## [SET OF TASKS]
• 1. From the biography of Özlem Zengin:
(a) From which university's Faculty of Law did Zengin graduate, and in what year?
(b) On which television channel did she produce and present Hayatın İçinden?
(c) In which election was she first elected to the Grand National Assembly for Istanbul?
• 2. Rename "Deputy Chairman" as "Deputy Chair" in the biography of Özlem Zengin, and give the passage starting at "Özlem Zengin (born" and ending at "Assembly of Turkey." with that change.

## [EXTRACT TO READ]

※

Turkish jurist and politician (born 1969)

Özlem Zengin (born 9 September 1969) is a Turkish lawyer and politician, who has served as Deputy Chairman of the Justice and Development Party (AK Party) parliamentary group, and as a member of the Grand National Assembly of Turkey.

== Earlu life and education ==
Zengin was born 9 September 1969 in Tokat, the daughter of Salih and Nimet. She graduated from the Faculty of Law at Istanbul University in 1990. She later completed a master's degree at Marmara University's Institute of Social Science in the sociology and religion, with a thesis titled "Sociological Changes in the Perception of Religion and Secularism in Light of Judicial Rulings."

== Career ==

=== Early career and party activity ===
Zengin worked as a self employed lawyer and was active in broadcasting; from 1998-2001 she produced and presented Hayatın İçinden on the television channel Kanal 7. she was elected to the AK party's Istanbul provincial board in 2003 and served three consecutive terms as the board's deputy head for promotion and media. She was elected head of the AK party's Istanbul women's branches in 2012. a post she held until 2015.

=== Parliament ===
Zegin was first elected to the Grand National Assembly for Istanbul in the June 2015 Turkish general election, but her term ended when the assembly was dissolved ahead of the November 2015 Turkish general election, in which she was not returned.

※

## [DATA PROVIDED]
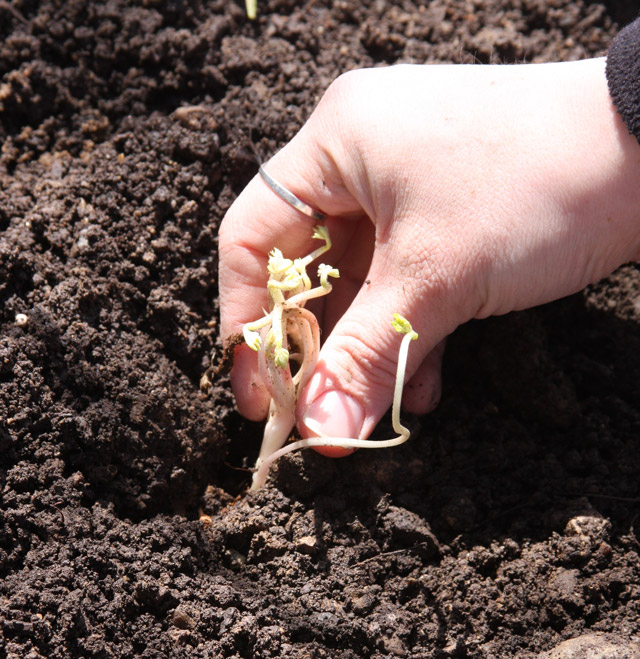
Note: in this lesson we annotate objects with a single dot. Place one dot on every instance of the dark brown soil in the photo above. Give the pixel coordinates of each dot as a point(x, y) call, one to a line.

※

## [SOLUTIONS BY TASK]
• 1.
(a) Istanbul University, in 1990.
(b) Kanal 7.
(c) The June 2015 Turkish general election.

• 2.
Özlem Zengin (born 9 September 1969) is a Turkish lawyer and politician, who has served as Deputy Chair of the Justice and Development Party (AK Party) parliamentary group, and as a member of the Grand National Assembly of Turkey.